### EXCERPTED DATA
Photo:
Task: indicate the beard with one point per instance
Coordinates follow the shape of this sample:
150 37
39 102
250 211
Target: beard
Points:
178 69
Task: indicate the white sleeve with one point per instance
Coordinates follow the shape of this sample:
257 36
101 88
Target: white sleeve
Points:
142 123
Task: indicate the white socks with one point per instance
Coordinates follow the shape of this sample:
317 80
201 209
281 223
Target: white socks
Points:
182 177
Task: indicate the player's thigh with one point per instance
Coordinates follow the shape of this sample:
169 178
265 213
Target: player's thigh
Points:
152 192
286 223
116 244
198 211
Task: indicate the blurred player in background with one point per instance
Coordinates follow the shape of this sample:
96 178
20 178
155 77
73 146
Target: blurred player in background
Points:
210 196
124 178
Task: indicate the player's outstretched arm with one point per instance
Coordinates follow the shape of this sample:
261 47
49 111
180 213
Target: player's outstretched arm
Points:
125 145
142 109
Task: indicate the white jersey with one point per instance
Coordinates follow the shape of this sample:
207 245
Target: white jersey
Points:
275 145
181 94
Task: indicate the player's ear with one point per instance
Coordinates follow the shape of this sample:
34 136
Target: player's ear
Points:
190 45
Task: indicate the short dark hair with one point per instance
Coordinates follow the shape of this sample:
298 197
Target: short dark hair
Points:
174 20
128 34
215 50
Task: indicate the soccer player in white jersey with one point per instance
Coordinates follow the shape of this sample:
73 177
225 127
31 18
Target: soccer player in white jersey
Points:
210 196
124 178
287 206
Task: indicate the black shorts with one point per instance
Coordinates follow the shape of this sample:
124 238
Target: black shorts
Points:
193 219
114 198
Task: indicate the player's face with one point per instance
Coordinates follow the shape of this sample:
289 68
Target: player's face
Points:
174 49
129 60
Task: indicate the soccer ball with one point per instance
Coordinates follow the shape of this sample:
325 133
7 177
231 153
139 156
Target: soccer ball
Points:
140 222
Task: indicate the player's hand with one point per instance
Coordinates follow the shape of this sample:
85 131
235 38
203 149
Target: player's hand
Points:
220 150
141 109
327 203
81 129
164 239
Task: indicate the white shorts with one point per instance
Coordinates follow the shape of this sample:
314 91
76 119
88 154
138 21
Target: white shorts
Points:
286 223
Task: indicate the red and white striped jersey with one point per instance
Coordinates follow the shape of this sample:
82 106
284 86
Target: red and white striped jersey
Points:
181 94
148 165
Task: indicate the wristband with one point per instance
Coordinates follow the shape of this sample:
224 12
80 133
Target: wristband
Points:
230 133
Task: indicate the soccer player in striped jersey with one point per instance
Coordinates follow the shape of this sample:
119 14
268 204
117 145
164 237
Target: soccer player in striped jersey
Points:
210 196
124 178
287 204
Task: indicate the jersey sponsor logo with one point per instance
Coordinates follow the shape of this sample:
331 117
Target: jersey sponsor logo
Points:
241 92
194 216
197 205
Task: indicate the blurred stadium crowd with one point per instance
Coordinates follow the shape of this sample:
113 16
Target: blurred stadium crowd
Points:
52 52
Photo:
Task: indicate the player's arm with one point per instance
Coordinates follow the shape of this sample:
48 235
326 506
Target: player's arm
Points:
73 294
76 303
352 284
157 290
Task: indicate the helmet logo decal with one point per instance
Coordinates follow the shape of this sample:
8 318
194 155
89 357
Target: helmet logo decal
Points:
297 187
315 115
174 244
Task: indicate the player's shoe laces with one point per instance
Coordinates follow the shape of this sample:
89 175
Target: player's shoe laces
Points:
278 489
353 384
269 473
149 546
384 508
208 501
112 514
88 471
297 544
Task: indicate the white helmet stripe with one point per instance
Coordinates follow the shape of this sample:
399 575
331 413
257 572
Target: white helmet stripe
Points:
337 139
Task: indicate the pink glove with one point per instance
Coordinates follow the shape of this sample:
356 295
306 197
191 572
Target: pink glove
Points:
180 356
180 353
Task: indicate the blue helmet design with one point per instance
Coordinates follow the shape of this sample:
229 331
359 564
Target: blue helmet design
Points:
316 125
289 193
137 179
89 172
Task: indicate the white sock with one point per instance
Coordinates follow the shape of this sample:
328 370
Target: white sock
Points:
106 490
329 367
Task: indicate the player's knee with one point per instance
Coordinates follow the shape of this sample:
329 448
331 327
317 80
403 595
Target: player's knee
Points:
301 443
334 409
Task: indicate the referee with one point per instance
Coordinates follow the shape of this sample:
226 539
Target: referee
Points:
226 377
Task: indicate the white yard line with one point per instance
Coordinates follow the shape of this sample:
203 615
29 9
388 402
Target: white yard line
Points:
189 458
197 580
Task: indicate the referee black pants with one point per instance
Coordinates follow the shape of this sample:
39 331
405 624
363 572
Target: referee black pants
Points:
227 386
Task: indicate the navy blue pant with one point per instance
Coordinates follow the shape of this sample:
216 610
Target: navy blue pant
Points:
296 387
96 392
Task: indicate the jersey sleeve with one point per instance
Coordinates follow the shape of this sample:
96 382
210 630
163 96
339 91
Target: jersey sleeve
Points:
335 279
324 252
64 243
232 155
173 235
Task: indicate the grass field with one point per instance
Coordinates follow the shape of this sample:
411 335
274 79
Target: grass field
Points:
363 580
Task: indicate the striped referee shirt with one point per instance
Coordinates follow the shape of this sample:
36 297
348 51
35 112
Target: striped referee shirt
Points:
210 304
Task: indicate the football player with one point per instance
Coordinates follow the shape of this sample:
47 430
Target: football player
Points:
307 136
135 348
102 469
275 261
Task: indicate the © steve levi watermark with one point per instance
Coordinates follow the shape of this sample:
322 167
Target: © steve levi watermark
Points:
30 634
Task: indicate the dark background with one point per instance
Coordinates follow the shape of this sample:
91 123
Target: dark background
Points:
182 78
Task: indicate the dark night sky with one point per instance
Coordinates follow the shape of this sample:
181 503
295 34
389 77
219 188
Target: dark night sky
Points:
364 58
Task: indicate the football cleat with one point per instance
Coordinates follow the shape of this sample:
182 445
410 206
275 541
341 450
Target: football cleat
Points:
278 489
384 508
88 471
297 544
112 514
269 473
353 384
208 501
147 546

### THE TASK
The full data, transcribed without change, is the expected answer.

### RESULT OF THE TASK
Photo:
Task: indicate the beard with one point per instance
Coordinates follow the shape of this sample:
150 37
39 102
250 211
Target: beard
Points:
178 69
Task: indicate the white sleeve with one point per instance
Coordinates follow the shape of this sample:
257 36
101 88
Target: white sleeve
Points:
142 123
Task: indicate the white socks with one point per instance
Coordinates follow the shape of this sample:
317 80
201 209
281 223
Target: white socks
Points:
182 177
Task: indicate the player's thigh with one point per instance
Coordinates follow the shape of this sample:
169 178
265 213
Target: player's thigh
Points:
152 192
286 223
116 244
198 211
Task: indicate the blurred player in background with one point per instance
Coordinates follow the shape of this sample:
96 178
20 178
155 77
73 146
Target: blurred player in background
Points:
210 196
124 178
Task: indicate the player's outstretched arm with one point per instance
Coordinates follow the shape of this sample:
261 47
49 111
180 213
Target: player's outstretched arm
Points:
125 145
142 109
Task: indicate the white jersey with one point per instance
Coordinates follow the shape of this sample:
207 245
Target: white jersey
Points:
275 145
181 94
Task: indicate the player's ear with one point per instance
Coordinates follow the shape of this sample:
34 136
Target: player's ear
Points:
190 45
Task: indicate the short dark hair with one point per instance
Coordinates follow the shape of this sample:
298 197
Target: short dark hair
Points:
174 20
128 34
215 50
Task: indicate the soccer player in white jersey with one point per instance
Coordinates follow the shape of this sample:
73 177
225 127
31 18
Target: soccer player in white jersey
Points:
210 196
124 178
287 206
Task: indicate the black shorts with one point per instance
Coordinates follow the shape of this sample:
124 238
Target: black shorts
Points:
193 219
114 198
Task: indicate the player's face with one point per instance
Coordinates follow the shape of this sample:
289 68
Target: player's face
Points:
174 49
129 60
Task: indicate the soccer ball with one point per instance
Coordinates follow the shape of this sample:
325 133
7 177
231 153
139 156
Target: soccer ball
Points:
140 222
Task: indicate the player's hand with one point per instance
Coordinates follow the shape of this sample:
85 131
235 38
203 149
Target: player's hand
Points:
220 150
141 109
327 203
81 129
164 239
Task: indicate the white shorts with one point per instance
Coordinates follow the shape of this sample:
314 91
76 119
88 154
138 21
Target: white shorts
Points:
286 223
Task: indicate the red and white striped jersey with one point per instance
Coordinates follow the shape of this sample:
82 106
284 86
Target: red and white striped jersey
Points:
181 94
148 165
Task: indicate the wristband with one point per instance
Coordinates follow the shape of this sample:
224 12
80 133
Target: wristband
Points:
230 133
Task: indicate the soccer player in striped jersey with one point per instance
Coordinates follow the shape of this sample:
119 14
268 204
117 145
164 237
Target: soccer player in striped jersey
Points:
210 196
124 178
287 204
Task: indicate the jersey sponsor logo with one point per instance
Coordinates follow the shape of this sample:
331 117
Target: jersey sponsor logo
Points:
241 92
194 216
197 205
Task: indicate the blurred stadium crowd with one point per instance
Coordinates follow the shape of this sample:
113 16
Target: blurred stadium crowd
Points:
52 52
Photo:
Task: indicate the player's arm with one point per instance
Coordinates follow the shape of this sample:
48 235
326 506
Target: player's arm
Points:
73 294
76 303
352 284
157 290
Task: indicate the helmet logo decal with one point per instance
Coordinates follow the shape of this sample:
8 318
194 155
89 357
Target: helmet logo decal
Points:
297 187
315 115
174 244
Task: indicate the player's shoe laces with one point per instance
Coordinates follow the shape of this sample:
89 175
Target: player's shoe laces
Points:
278 489
353 384
269 473
149 546
384 508
208 501
112 514
88 471
297 544
Task: indicate the white helmet stripe with one point per instance
Coordinates follow the shape of this sample:
399 575
331 413
257 572
Target: white helmet stripe
Points:
337 139
Task: indicate the pink glove with one point per instance
Coordinates follow the shape of this sample:
356 295
306 197
191 572
Target: pink glove
Points:
180 356
180 353
Task: indicate the blue helmet design with one point per instance
Coordinates follow the shape of this sample:
229 331
359 564
Target: blue helmet design
Points:
316 125
289 193
137 179
89 172
Task: indicate the white sock with one point per instance
Coordinates follow the shape of this sample:
328 370
Target: white sock
Points:
106 490
329 367
Task: indicate the player's knee with one point per instance
Coordinates follow the shape of this sample:
329 448
331 327
317 80
403 595
Target: player's knee
Points:
301 443
334 409
Task: indicate the referee with one point per instance
Coordinates follow the shape of this sample:
226 539
Target: referee
Points:
226 377
Task: indicate the white yard line with one point per instance
Coordinates follow the shape of this sample:
203 615
29 9
388 402
Target: white yard line
Points:
189 458
197 580
Task: indicate the referee black pants with one point per instance
Coordinates follow the shape of this sample:
39 331
405 624
363 572
Target: referee black pants
Points:
227 386
Task: indicate the navy blue pant with one point per instance
Coordinates follow the shape of this sample:
216 610
Target: navy blue pant
Points:
296 387
96 392
Task: indicate the jersey sleeve with one point per instance
Coordinates follow the shape of this sample:
96 382
210 630
163 96
339 91
Target: jersey sleeve
Points:
335 279
324 252
64 243
232 155
173 235
Task: indicate the grass field with one point per instance
Coordinates follow the shape of this sample:
411 335
274 79
Target: grass field
Points:
363 580
Task: indicate the striped referee shirt with one point per instance
Coordinates follow the shape of this sample:
36 297
348 51
35 112
Target: striped referee shirt
Points:
210 304
Task: indicate the football player with one point per instance
Coordinates follow the shape of this sample:
47 430
Target: football player
Points:
307 136
135 348
102 469
275 261
Task: indicate the © steve levi watermark with one point per instance
Coordinates follow the shape of this sample:
322 167
Target: © steve levi watermark
Points:
30 634
Task: indicate the dark background with one point per instance
Coordinates follow the shape of this sample:
91 123
Target: dark background
Points:
182 78
Task: indicate the dark night sky with one point per instance
Coordinates follow the shape of this sample:
181 503
295 34
389 77
219 188
Target: dark night sky
Points:
364 58
Task: indicate the football cleat with one point per instance
Coordinates follow the shape of this sample:
182 445
410 206
275 541
341 450
Target: football cleat
Points:
278 489
384 508
88 471
297 544
112 514
269 473
353 384
208 501
147 546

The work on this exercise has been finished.